Kumpulan Tugas
1. Susun sebagai daftar bernomor bagian catatan mulai dari awal catatan sampai dengan baris yang memuat "61 243 L 61", kedua ujungnya ikut disertakan. Lewati baris kosong dan jangan sertakan gambar dalam jawaban.
2. Lanjutkan artikel tentang kenaikan harga jagung mulai sesudah kalimat terakhirnya.

──────── Kutipan Dokumen ────────

MEDAN, Waspada.co.id – Harga jagung mengalami kenaikan yang cukup tajam belakangan ini.
Ekonom Sumut, Gunawan Benjamin, menuturkan harga jagung terpantau mulai mengalami kenaikan dari bulan Oktober tahun 2023.
“Di mana kala itu, harga jagung masih dikisaran Rp6.000 per Kg. Namun, saat ini harga jagung pipil sudah mencapai Rp7.700 per Kg nya. Sementara, jagung giling sudah mencapai Rp8.000 per Kg,” tuturnya, Jumat (16/2).
“Harga jagung tersbeut adalah harga dimana peternak membeli pakan (jagung). Kenaikan harga jagung tersbeut memang berpotensi membuat peternak daging ayam maupun peternak telur ayam mengalami kerugian. Terlebih untuk peternak daging ayam mandiri, karena kenaikan biaya input produksi tidak lantas membuat harga daging ayam dipasaran juga ikut naik,” tambahnya.
Dalam empat bulan belakangan harga daging ayam sempat ditransaksikan dalam rentang Rp23.000 hingga Rp32.000 per Kg. Saat ini harga daging ayam berada di kisaran Rp30.000 hingga Rp32.000 per Kg mengacu kepada PIHPS di Kota Medan.
“Padahal di saat harga jagung masih dikisaran Rp6.000 an harga kontrak di kandang berkisar Rp21.000 per Kg nya. Dengan harga segitu, maka harga keekonomian di pedagang pengecer sekitar Rp31.000 Rp33.000 per Kg nya,” ujarnya.

──────── Informasi yang Diberikan ────────

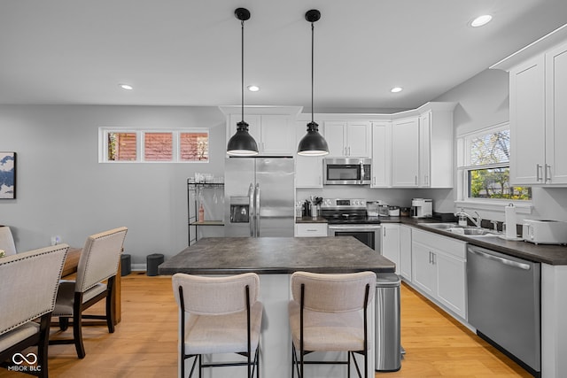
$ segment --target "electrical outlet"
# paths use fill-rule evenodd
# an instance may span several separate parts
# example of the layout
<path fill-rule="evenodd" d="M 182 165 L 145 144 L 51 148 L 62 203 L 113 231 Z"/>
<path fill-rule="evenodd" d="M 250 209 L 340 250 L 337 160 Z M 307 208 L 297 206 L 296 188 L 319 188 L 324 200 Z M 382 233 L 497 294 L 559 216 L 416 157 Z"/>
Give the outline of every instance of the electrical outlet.
<path fill-rule="evenodd" d="M 61 243 L 61 236 L 56 235 L 55 236 L 51 236 L 51 245 L 57 245 Z"/>

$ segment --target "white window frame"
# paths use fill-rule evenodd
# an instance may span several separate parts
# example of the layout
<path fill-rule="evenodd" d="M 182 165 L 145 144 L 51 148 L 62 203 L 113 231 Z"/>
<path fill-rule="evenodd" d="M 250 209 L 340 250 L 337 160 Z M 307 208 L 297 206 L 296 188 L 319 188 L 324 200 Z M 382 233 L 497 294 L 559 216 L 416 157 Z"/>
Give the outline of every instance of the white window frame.
<path fill-rule="evenodd" d="M 136 134 L 136 160 L 109 160 L 108 159 L 108 134 L 109 133 L 132 133 Z M 144 157 L 144 146 L 145 135 L 151 133 L 171 133 L 172 134 L 172 159 L 171 160 L 145 160 Z M 206 134 L 208 138 L 209 156 L 206 160 L 181 160 L 181 134 L 198 133 Z M 183 163 L 183 164 L 203 164 L 208 163 L 211 158 L 211 139 L 208 128 L 143 128 L 143 127 L 98 127 L 98 162 L 110 164 L 136 164 L 136 163 L 151 163 L 151 164 L 167 164 L 167 163 Z"/>
<path fill-rule="evenodd" d="M 456 137 L 457 143 L 457 200 L 454 202 L 455 207 L 466 208 L 478 211 L 490 211 L 504 212 L 504 206 L 509 204 L 514 204 L 517 212 L 530 214 L 532 212 L 532 200 L 511 200 L 504 198 L 473 198 L 469 197 L 469 178 L 468 172 L 470 169 L 478 167 L 495 168 L 501 167 L 502 164 L 491 164 L 485 166 L 470 165 L 470 140 L 476 136 L 495 133 L 498 131 L 509 129 L 509 122 L 502 122 L 496 125 L 489 126 L 472 132 L 458 135 Z M 509 167 L 509 163 L 508 166 Z"/>

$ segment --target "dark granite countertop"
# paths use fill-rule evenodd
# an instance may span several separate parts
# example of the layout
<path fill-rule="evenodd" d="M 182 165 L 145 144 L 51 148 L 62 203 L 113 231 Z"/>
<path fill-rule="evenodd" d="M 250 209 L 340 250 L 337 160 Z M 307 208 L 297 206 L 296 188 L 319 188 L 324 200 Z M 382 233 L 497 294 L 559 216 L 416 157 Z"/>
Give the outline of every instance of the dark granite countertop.
<path fill-rule="evenodd" d="M 439 223 L 440 220 L 433 219 L 416 219 L 409 217 L 384 217 L 380 218 L 382 223 L 402 223 L 421 228 L 425 231 L 439 234 L 454 239 L 462 240 L 473 245 L 487 248 L 497 252 L 506 253 L 520 258 L 549 265 L 567 265 L 567 246 L 533 244 L 524 241 L 509 241 L 496 236 L 467 236 L 453 234 L 448 231 L 427 228 L 423 226 L 427 223 Z"/>
<path fill-rule="evenodd" d="M 301 217 L 295 219 L 296 223 L 327 223 L 327 220 L 322 217 Z"/>
<path fill-rule="evenodd" d="M 207 237 L 159 265 L 159 274 L 393 273 L 395 264 L 352 236 Z"/>

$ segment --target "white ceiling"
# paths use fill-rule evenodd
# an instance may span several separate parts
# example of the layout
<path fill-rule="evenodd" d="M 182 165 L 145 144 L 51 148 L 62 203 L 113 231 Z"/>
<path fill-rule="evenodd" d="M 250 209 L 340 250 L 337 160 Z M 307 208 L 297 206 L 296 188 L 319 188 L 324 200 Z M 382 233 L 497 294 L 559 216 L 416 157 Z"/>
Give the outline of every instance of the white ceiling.
<path fill-rule="evenodd" d="M 245 104 L 306 109 L 321 11 L 315 112 L 417 107 L 567 23 L 565 0 L 0 0 L 0 104 L 239 104 L 241 6 Z"/>

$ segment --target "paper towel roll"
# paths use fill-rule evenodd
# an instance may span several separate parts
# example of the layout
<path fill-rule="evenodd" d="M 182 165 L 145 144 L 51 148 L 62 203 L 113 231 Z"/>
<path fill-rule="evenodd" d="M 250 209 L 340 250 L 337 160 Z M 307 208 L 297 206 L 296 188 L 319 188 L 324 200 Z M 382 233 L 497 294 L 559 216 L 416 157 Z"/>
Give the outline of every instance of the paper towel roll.
<path fill-rule="evenodd" d="M 506 222 L 506 237 L 515 239 L 517 237 L 516 230 L 516 206 L 510 204 L 504 208 L 504 221 Z"/>

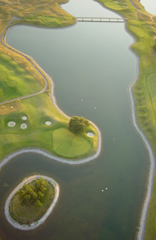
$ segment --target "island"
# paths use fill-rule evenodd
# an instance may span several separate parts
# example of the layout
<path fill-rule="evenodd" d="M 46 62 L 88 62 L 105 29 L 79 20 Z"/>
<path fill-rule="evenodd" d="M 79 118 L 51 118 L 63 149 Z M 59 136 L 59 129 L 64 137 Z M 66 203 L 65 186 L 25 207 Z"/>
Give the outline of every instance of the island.
<path fill-rule="evenodd" d="M 141 239 L 144 235 L 146 222 L 145 240 L 154 239 L 156 236 L 156 172 L 154 169 L 156 16 L 149 14 L 139 0 L 96 1 L 123 17 L 126 30 L 135 41 L 131 49 L 138 57 L 139 71 L 133 86 L 130 87 L 133 122 L 148 147 L 151 160 L 147 197 L 145 208 L 140 214 L 143 220 L 138 238 Z M 1 4 L 0 57 L 3 63 L 0 66 L 3 72 L 0 83 L 1 167 L 13 156 L 22 152 L 36 151 L 68 164 L 84 163 L 97 158 L 100 154 L 101 135 L 95 124 L 88 121 L 83 131 L 73 132 L 69 127 L 71 117 L 64 114 L 56 104 L 54 84 L 50 76 L 30 56 L 13 49 L 6 43 L 7 31 L 14 25 L 56 28 L 76 24 L 76 18 L 59 6 L 66 2 L 67 0 L 48 2 L 35 0 L 32 4 L 29 0 L 23 4 L 22 1 L 13 0 L 9 6 L 6 3 Z M 16 8 L 13 7 L 14 4 Z M 11 79 L 12 75 L 16 75 L 16 78 Z M 10 139 L 13 140 L 10 141 Z M 60 144 L 63 143 L 64 146 L 61 148 Z M 83 146 L 82 151 L 79 146 Z M 16 191 L 17 189 L 13 195 Z M 10 200 L 7 200 L 7 204 Z M 10 221 L 9 210 L 6 209 L 8 205 L 5 207 L 5 213 Z M 27 225 L 26 228 L 29 226 Z"/>
<path fill-rule="evenodd" d="M 16 10 L 11 7 L 13 4 L 9 5 L 8 15 L 1 18 L 0 167 L 15 154 L 28 151 L 42 152 L 69 164 L 90 161 L 100 154 L 98 127 L 89 121 L 85 131 L 73 137 L 68 129 L 71 117 L 58 108 L 51 77 L 34 59 L 6 43 L 7 31 L 14 25 L 60 28 L 74 24 L 76 18 L 59 6 L 66 2 L 40 0 L 33 5 L 30 1 L 18 2 Z M 2 8 L 5 12 L 7 4 Z"/>
<path fill-rule="evenodd" d="M 5 203 L 8 222 L 20 230 L 34 230 L 45 222 L 59 197 L 59 185 L 42 175 L 24 179 Z"/>

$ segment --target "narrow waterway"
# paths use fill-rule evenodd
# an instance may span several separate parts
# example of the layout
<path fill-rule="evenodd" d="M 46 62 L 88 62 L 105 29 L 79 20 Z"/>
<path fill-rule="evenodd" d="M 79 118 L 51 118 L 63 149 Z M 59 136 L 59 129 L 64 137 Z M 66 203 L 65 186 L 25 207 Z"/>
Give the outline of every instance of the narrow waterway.
<path fill-rule="evenodd" d="M 71 4 L 74 1 L 77 6 L 81 2 L 79 9 L 88 7 L 88 16 L 96 9 L 94 4 L 103 9 L 89 0 Z M 99 11 L 100 16 L 114 14 Z M 85 12 L 76 15 L 86 16 Z M 36 173 L 59 183 L 60 198 L 46 223 L 31 232 L 13 229 L 1 207 L 0 236 L 6 240 L 134 240 L 149 157 L 131 120 L 128 88 L 135 78 L 136 58 L 129 50 L 133 39 L 124 24 L 77 23 L 53 30 L 17 26 L 7 42 L 31 55 L 52 77 L 58 105 L 66 114 L 84 116 L 100 128 L 102 152 L 95 161 L 80 166 L 30 153 L 14 158 L 1 171 L 1 206 L 24 177 Z"/>
<path fill-rule="evenodd" d="M 141 0 L 141 4 L 144 6 L 147 12 L 156 15 L 156 2 L 155 0 Z"/>

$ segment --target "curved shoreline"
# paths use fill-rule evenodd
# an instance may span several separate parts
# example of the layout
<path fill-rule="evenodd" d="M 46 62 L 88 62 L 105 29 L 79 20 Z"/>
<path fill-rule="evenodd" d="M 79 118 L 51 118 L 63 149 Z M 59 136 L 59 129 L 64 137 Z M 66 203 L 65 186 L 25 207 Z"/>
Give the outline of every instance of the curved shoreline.
<path fill-rule="evenodd" d="M 128 31 L 126 24 L 124 24 L 125 26 L 125 30 L 126 32 L 133 38 L 134 43 L 136 42 L 136 39 L 134 38 L 134 36 L 131 34 L 130 31 Z M 131 51 L 131 49 L 130 49 Z M 134 52 L 133 52 L 134 53 Z M 139 221 L 139 231 L 137 233 L 137 239 L 138 240 L 143 240 L 144 239 L 144 233 L 145 233 L 145 227 L 146 227 L 146 219 L 147 219 L 147 212 L 148 212 L 148 207 L 149 207 L 149 203 L 150 203 L 150 198 L 152 196 L 152 187 L 153 187 L 153 182 L 154 182 L 154 172 L 155 172 L 155 157 L 152 151 L 152 148 L 145 136 L 145 134 L 143 133 L 143 131 L 140 129 L 140 127 L 137 124 L 137 120 L 136 120 L 136 114 L 135 114 L 135 101 L 134 101 L 134 97 L 133 97 L 133 86 L 134 84 L 137 82 L 138 77 L 139 77 L 139 73 L 140 73 L 140 67 L 139 67 L 139 56 L 137 54 L 135 54 L 136 59 L 137 59 L 137 68 L 136 68 L 136 76 L 134 78 L 134 81 L 130 84 L 129 86 L 129 95 L 130 95 L 130 101 L 131 101 L 131 113 L 132 113 L 132 122 L 133 125 L 135 127 L 135 129 L 137 130 L 137 132 L 140 134 L 146 148 L 147 151 L 149 153 L 149 160 L 150 160 L 150 166 L 149 166 L 149 173 L 148 173 L 148 178 L 147 178 L 147 192 L 146 192 L 146 196 L 145 196 L 145 200 L 142 206 L 142 211 L 141 211 L 141 217 L 140 217 L 140 221 Z"/>
<path fill-rule="evenodd" d="M 14 194 L 20 189 L 22 188 L 22 186 L 25 184 L 25 183 L 30 183 L 32 182 L 33 180 L 37 179 L 37 178 L 44 178 L 46 181 L 48 181 L 49 183 L 51 183 L 54 188 L 55 188 L 55 197 L 53 199 L 53 202 L 51 203 L 50 207 L 48 208 L 47 212 L 36 222 L 33 222 L 29 225 L 27 224 L 19 224 L 18 222 L 16 222 L 10 215 L 9 213 L 9 204 L 10 204 L 10 201 L 12 199 L 12 197 L 14 196 Z M 24 230 L 24 231 L 29 231 L 29 230 L 34 230 L 35 228 L 39 227 L 41 224 L 43 224 L 45 222 L 45 220 L 48 218 L 48 216 L 51 214 L 51 212 L 53 211 L 54 207 L 56 206 L 56 203 L 58 201 L 58 197 L 59 197 L 59 192 L 60 192 L 60 188 L 59 188 L 59 185 L 52 179 L 52 178 L 49 178 L 49 177 L 46 177 L 46 176 L 42 176 L 42 175 L 34 175 L 34 176 L 31 176 L 27 179 L 25 179 L 24 181 L 22 181 L 9 195 L 9 197 L 7 198 L 6 200 L 6 203 L 5 203 L 5 207 L 4 207 L 4 213 L 5 213 L 5 217 L 6 219 L 8 220 L 8 222 L 16 229 L 19 229 L 19 230 Z"/>
<path fill-rule="evenodd" d="M 2 38 L 3 36 L 3 33 L 4 31 L 6 30 L 6 33 L 4 35 L 4 38 L 3 38 L 3 41 L 1 40 L 1 43 L 8 49 L 16 52 L 17 54 L 20 54 L 21 56 L 23 56 L 26 60 L 28 60 L 33 67 L 35 67 L 36 70 L 38 70 L 38 72 L 42 75 L 42 77 L 44 78 L 45 82 L 46 82 L 46 86 L 44 87 L 44 90 L 46 89 L 47 87 L 47 79 L 49 80 L 50 82 L 50 99 L 51 99 L 51 102 L 52 104 L 55 106 L 55 108 L 62 114 L 64 115 L 66 118 L 70 118 L 68 115 L 66 115 L 58 106 L 57 106 L 57 102 L 56 102 L 56 98 L 55 98 L 55 95 L 54 95 L 54 82 L 52 80 L 52 78 L 38 65 L 38 63 L 29 55 L 27 54 L 24 54 L 14 48 L 12 48 L 7 42 L 6 42 L 6 38 L 7 38 L 7 33 L 8 31 L 10 30 L 9 29 L 9 24 L 14 20 L 14 18 L 6 25 L 6 27 L 3 29 L 1 35 L 0 35 L 0 39 Z M 17 24 L 16 24 L 17 26 Z M 11 26 L 11 28 L 13 28 L 14 26 Z M 45 76 L 46 77 L 45 77 Z M 46 79 L 47 78 L 47 79 Z M 42 93 L 42 91 L 40 91 L 39 93 L 35 93 L 33 94 L 33 96 L 35 95 L 38 95 L 40 93 Z M 32 96 L 32 95 L 31 95 Z M 27 98 L 27 97 L 31 97 L 31 96 L 24 96 L 24 97 L 21 97 L 21 98 L 18 98 L 18 99 L 24 99 L 24 98 Z M 16 100 L 16 99 L 14 99 Z M 13 101 L 13 100 L 10 100 L 10 101 Z M 5 102 L 3 103 L 0 103 L 0 104 L 4 104 Z M 81 160 L 70 160 L 70 159 L 66 159 L 66 158 L 62 158 L 62 157 L 58 157 L 56 155 L 54 155 L 53 153 L 50 153 L 46 150 L 42 150 L 42 149 L 38 149 L 38 148 L 27 148 L 27 149 L 21 149 L 21 150 L 17 150 L 11 154 L 9 154 L 8 156 L 4 157 L 1 162 L 0 162 L 0 169 L 7 163 L 11 160 L 11 158 L 19 155 L 19 154 L 22 154 L 22 153 L 25 153 L 25 152 L 34 152 L 34 153 L 39 153 L 39 154 L 42 154 L 46 157 L 49 157 L 50 159 L 54 159 L 56 161 L 59 161 L 61 163 L 66 163 L 66 164 L 71 164 L 71 165 L 76 165 L 76 164 L 83 164 L 83 163 L 86 163 L 86 162 L 89 162 L 91 160 L 94 160 L 96 159 L 99 155 L 100 155 L 100 152 L 101 152 L 101 144 L 102 144 L 102 140 L 101 140 L 101 132 L 99 130 L 99 128 L 92 122 L 92 121 L 89 121 L 97 130 L 98 132 L 98 146 L 97 146 L 97 150 L 96 152 L 91 155 L 91 156 L 88 156 L 88 157 L 85 157 L 85 158 L 81 158 Z"/>

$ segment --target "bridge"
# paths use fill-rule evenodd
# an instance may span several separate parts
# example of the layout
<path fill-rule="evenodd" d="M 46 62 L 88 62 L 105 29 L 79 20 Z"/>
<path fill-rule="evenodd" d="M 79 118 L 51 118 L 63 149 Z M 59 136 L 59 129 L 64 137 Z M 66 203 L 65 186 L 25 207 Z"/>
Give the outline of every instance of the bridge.
<path fill-rule="evenodd" d="M 126 19 L 123 18 L 104 18 L 104 17 L 77 17 L 78 22 L 108 22 L 108 23 L 123 23 Z"/>

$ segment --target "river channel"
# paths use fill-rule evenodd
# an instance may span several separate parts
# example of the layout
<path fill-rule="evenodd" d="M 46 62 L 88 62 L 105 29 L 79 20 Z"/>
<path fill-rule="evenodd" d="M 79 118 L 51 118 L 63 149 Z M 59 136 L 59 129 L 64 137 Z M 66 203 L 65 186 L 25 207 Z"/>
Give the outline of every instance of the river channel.
<path fill-rule="evenodd" d="M 82 4 L 80 10 L 87 6 L 88 16 L 96 11 L 94 16 L 118 17 L 100 5 L 96 8 L 91 0 L 74 1 Z M 75 15 L 85 16 L 85 11 Z M 31 55 L 52 77 L 58 106 L 66 114 L 84 116 L 99 127 L 102 151 L 96 160 L 79 166 L 32 153 L 12 159 L 1 170 L 1 239 L 134 240 L 146 195 L 149 156 L 132 123 L 128 89 L 136 76 L 137 59 L 129 49 L 133 39 L 124 24 L 77 23 L 64 29 L 16 26 L 7 42 Z M 36 173 L 58 182 L 60 198 L 41 227 L 22 232 L 6 221 L 3 206 L 13 188 Z"/>

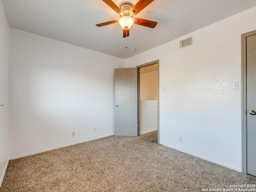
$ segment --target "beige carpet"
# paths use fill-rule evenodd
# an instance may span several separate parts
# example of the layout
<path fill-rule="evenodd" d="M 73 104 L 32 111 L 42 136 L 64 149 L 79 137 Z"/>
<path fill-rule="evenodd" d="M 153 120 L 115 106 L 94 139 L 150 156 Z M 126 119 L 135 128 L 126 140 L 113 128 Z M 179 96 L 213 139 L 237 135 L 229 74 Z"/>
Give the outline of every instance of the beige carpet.
<path fill-rule="evenodd" d="M 158 144 L 157 135 L 112 136 L 10 160 L 0 192 L 256 189 L 230 187 L 256 177 Z"/>

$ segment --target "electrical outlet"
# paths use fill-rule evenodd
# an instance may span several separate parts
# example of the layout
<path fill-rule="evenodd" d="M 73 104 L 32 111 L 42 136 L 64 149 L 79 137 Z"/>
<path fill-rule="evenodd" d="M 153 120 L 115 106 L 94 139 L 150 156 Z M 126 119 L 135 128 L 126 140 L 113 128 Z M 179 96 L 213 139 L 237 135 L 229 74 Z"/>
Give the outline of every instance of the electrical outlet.
<path fill-rule="evenodd" d="M 179 141 L 180 142 L 182 142 L 182 136 L 179 136 Z"/>
<path fill-rule="evenodd" d="M 75 136 L 76 136 L 76 132 L 75 131 L 72 131 L 72 137 L 74 137 Z"/>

────────

Jawaban yang Diharapkan
1.
1. $ segment --target "electrical outlet"
2. # paths use fill-rule evenodd
3. # an instance may span several separate parts
4. # example of the layout
5. <path fill-rule="evenodd" d="M 182 165 L 145 144 L 51 148 L 62 203 L 113 231 Z"/>
6. <path fill-rule="evenodd" d="M 250 209 L 340 250 L 337 160 Z M 307 208 L 297 206 L 296 188 L 319 188 L 324 200 Z M 382 233 L 497 294 L 559 216 L 416 157 Z"/>
7. Give the outline of every instance of the electrical outlet.
8. <path fill-rule="evenodd" d="M 61 243 L 61 236 L 56 235 L 55 236 L 51 236 L 51 245 L 57 245 Z"/>

2.
Sayangnya harga jagung yang naik belakangan ini, tidak lantas mendorong kenaikan harga daging ayam maupun telur ayam. Dan dari pantauan di pasar, dalam dua bulan terkahir saja terjadi kenaikan harga pakan ternak sebanyak Rp500 per Kg nya. Tetapi harga daging ayam mentok di angka Rp32.000.
“Memang kita mengkuatirkan gimana nasib peternak mandiri nantinya,” jelasnya.
“Karena mereka yang paling terdampak dengan kenaikan biaya input produksi tersebut. Sementara menaikkan harga justru bisa membuat konsumen beralih ke sumber pangan subtitusi seperti telur, tahu/tempe atau ikan segar,” tegasnya.
“Konsumen sangat sensitif dengan kenaikan harga belakangan ini. Dan dari beberapa kali menghitung ekspektasi produksi, penurunan produksi juga tidak lantas memicu kenaikan harga di level konsumen,” ungkapnya.
Dikatakan, jadi memang pasar daging ayam berpeluang membentuk struktur pasar oligopoli seperti yang disampaikan KPPU (komisi pengawas persaingan usaha) Sumut.
Tetapi mekanisme pasar yang membuatnya menjadi seperti itu. Perusahaan daging ayam terintegrasi memang berpeluang bertahan di tengah tekanan kenaikan biaya input produksi, dibandingkan dengan peternak mandiri.
“Tetapi jika nanti banyak peternak mandiri yang merugi atau bahkan gulung tikar karena kenaikan harga jagung. Dan menyisahkan peternak besar (perusahaan) terintegrasi, maka itu bukan salah mereka (perusahaan),” tuturnya.
“Mekanisme pasar yang membuat struktur pasarnya menjadi oligopoli. Saya harap KPPU bisa mendalami lagi dinamika pasar yang berkembang belakangan ini. Karena daya beli yang melemah membuat mekanisme pasar menseleksi produsen efisien yang mampu bertahan,” tutup Gunawan. (wol/eko/d2)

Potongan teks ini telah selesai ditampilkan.